Listed entries -
★ ★ ★

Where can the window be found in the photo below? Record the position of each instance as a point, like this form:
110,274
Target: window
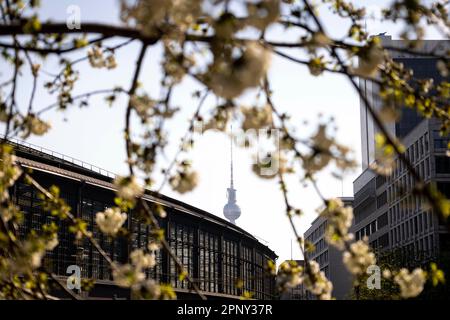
381,199
382,220
383,241
181,240
442,164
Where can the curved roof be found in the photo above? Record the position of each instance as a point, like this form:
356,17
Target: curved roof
67,168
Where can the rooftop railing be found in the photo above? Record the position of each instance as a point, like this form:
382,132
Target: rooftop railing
77,162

★ ★ ★

What to produce - Check each line of the records for the string "Where" and copy those that have it.

Result of this task -
Where can the window be found in the photo below? Record the position of each instance as a point, like this form:
Where can the curved roof be found in the photo above? Record the position of each instance as a point, like this form:
Where can the rooftop railing be found in the photo above? Record the position of each instance as a point, like this form:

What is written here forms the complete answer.